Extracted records
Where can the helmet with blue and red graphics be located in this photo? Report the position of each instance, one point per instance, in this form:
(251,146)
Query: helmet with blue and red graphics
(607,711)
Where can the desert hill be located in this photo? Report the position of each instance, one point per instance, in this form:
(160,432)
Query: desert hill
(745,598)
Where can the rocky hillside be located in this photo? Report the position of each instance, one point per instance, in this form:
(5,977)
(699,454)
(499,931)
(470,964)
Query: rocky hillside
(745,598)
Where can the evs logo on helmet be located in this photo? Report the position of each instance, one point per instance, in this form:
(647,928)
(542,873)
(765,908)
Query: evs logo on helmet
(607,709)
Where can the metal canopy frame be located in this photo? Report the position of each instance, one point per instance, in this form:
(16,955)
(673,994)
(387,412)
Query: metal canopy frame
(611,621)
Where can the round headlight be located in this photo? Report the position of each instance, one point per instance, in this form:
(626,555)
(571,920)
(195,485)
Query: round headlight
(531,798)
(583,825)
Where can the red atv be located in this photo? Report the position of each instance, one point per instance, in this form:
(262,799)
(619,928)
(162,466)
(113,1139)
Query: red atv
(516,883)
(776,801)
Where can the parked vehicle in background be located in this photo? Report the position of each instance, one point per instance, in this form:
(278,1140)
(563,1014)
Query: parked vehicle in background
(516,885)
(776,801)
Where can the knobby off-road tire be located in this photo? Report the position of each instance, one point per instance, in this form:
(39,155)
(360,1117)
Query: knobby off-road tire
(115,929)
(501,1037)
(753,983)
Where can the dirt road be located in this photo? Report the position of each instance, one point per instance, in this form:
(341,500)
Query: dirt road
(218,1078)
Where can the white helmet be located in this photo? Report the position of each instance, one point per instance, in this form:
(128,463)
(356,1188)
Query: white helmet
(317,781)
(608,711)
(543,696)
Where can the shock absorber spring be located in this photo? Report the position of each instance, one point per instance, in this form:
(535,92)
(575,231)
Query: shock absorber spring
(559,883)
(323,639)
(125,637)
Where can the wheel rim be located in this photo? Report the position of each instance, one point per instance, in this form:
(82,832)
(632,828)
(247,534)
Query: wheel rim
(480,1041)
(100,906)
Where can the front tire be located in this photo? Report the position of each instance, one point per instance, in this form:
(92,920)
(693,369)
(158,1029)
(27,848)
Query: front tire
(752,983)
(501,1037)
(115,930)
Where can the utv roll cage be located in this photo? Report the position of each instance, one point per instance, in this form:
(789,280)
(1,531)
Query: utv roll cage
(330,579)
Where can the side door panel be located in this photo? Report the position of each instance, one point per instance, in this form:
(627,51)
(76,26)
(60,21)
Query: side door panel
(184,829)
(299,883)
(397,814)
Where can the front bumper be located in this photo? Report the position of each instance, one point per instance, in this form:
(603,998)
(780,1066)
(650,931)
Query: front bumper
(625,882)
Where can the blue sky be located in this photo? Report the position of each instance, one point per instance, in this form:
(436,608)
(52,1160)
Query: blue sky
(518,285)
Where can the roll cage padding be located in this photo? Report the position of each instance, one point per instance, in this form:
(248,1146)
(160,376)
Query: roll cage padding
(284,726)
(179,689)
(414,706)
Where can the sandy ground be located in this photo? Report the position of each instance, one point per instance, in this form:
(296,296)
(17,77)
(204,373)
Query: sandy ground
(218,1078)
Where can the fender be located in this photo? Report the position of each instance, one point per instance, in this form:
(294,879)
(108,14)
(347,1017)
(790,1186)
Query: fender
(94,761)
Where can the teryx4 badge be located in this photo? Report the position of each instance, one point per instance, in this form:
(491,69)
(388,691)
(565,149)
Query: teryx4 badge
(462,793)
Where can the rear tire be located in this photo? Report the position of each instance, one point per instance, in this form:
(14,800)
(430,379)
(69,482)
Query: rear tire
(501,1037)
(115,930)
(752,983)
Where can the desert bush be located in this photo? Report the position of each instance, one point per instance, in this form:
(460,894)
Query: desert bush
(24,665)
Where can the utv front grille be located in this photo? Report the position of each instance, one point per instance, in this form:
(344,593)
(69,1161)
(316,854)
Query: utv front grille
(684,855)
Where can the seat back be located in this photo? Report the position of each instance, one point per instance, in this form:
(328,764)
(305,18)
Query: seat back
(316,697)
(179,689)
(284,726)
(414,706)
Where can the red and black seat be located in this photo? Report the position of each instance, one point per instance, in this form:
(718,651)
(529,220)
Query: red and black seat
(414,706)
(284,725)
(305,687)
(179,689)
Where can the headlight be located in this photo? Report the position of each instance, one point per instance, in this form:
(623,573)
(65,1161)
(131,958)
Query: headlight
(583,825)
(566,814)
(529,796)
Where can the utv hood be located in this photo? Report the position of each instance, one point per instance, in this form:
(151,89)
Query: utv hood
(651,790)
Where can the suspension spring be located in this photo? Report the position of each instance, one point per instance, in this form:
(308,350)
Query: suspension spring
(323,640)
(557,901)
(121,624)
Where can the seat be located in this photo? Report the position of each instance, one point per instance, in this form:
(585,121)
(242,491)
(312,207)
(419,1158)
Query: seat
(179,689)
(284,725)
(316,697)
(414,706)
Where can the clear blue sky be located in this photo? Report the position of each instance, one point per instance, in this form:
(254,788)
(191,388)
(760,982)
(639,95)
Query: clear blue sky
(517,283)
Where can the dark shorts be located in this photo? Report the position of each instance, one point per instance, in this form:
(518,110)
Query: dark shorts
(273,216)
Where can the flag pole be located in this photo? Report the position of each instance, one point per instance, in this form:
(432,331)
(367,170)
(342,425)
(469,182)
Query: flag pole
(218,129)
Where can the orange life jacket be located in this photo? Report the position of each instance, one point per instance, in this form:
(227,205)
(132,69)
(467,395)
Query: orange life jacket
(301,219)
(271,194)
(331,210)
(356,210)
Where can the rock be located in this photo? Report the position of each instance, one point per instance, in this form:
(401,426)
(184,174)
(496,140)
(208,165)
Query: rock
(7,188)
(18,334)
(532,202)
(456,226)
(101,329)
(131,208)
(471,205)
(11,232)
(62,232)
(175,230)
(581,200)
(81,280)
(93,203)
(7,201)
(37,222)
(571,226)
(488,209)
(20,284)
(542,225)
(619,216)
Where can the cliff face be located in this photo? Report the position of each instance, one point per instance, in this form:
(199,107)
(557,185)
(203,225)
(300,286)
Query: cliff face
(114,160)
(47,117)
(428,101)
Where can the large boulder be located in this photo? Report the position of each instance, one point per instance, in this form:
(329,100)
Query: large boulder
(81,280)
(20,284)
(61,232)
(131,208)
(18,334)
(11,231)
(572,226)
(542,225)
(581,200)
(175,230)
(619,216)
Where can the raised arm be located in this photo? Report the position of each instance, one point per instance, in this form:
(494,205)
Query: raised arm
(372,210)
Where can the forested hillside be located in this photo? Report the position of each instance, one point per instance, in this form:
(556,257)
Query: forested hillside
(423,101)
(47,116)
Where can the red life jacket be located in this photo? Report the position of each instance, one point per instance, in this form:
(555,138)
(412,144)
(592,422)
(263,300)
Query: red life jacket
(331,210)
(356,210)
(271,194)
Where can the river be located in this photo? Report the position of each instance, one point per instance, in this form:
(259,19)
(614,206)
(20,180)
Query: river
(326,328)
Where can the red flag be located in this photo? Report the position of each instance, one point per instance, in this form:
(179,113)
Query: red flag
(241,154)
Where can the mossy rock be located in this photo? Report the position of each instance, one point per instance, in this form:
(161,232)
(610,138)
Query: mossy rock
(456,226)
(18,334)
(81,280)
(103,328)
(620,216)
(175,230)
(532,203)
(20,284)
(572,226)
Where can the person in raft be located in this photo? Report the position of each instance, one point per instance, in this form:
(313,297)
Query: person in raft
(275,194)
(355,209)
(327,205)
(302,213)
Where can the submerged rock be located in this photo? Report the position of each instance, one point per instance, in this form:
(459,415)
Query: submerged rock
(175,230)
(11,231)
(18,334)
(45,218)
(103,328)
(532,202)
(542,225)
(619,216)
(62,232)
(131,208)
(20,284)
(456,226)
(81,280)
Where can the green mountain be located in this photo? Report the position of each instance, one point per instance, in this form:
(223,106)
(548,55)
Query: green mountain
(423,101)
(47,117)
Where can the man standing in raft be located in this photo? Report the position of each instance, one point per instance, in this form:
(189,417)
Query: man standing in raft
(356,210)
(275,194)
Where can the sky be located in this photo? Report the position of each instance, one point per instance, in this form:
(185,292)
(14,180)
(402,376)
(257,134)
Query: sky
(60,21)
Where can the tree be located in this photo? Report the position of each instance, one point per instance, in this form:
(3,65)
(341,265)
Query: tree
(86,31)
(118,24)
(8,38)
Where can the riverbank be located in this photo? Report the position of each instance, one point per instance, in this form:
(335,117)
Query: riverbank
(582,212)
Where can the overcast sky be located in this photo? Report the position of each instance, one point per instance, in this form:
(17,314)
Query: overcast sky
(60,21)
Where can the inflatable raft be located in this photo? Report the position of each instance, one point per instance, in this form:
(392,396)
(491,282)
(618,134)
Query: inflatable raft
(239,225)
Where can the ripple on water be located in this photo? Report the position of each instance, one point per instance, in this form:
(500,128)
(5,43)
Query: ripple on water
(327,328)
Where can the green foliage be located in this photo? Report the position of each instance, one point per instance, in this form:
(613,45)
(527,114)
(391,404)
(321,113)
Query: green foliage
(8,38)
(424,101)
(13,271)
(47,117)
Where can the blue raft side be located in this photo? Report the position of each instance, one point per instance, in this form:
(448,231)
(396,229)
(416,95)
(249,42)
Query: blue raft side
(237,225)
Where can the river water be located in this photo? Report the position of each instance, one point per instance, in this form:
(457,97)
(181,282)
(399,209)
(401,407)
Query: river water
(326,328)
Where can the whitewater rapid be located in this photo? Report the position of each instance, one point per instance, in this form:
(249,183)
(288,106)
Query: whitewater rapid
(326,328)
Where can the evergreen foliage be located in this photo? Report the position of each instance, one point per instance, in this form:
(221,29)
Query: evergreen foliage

#### [Exercise aim]
Emit verbatim the lines running from the one with "Where can the riverbank" through the last line of the data, both endpoints inclusive.

#### [Result for this task]
Where can the riverbank be located in this photo? Report the position of each instance, one point per instance, in this form:
(335,117)
Query: riverbank
(582,212)
Where can the overcast sky be located in this photo? Report the position of each instance, one point per instance, in this form:
(17,314)
Query: overcast sky
(60,21)
Where can the inflatable raft be located in this photo? Report the position of each instance, one point per instance, in this form:
(392,396)
(491,282)
(618,134)
Query: inflatable raft
(239,225)
Where can the ripple on water be located in this photo? Report the position of each instance, one point per instance, in this form:
(500,128)
(5,43)
Query: ripple on water
(327,328)
Where can the green foliage be located in this photo? Report the position of each instance, one point per instance, in this form:
(613,45)
(527,114)
(391,404)
(321,113)
Query: green foliage
(8,38)
(424,101)
(13,271)
(47,117)
Where can the blue raft side be located in this photo? Report the position of each instance, one point per instance, in this form:
(448,231)
(396,229)
(416,95)
(249,42)
Query: blue raft side
(237,225)
Where can the river water be located in this photo? Report the position of each instance, one point per instance, in this form:
(457,97)
(181,282)
(399,209)
(401,407)
Query: river water
(326,328)
Where can the whitewater rapid be located in this photo? Report the position of each instance, one point per instance, in this form:
(249,183)
(288,106)
Query: whitewater rapid
(326,328)
Where can the evergreen foliage be located in this photo? Report the position of each instance, one point per instance, in this form:
(221,29)
Query: evergreen foliage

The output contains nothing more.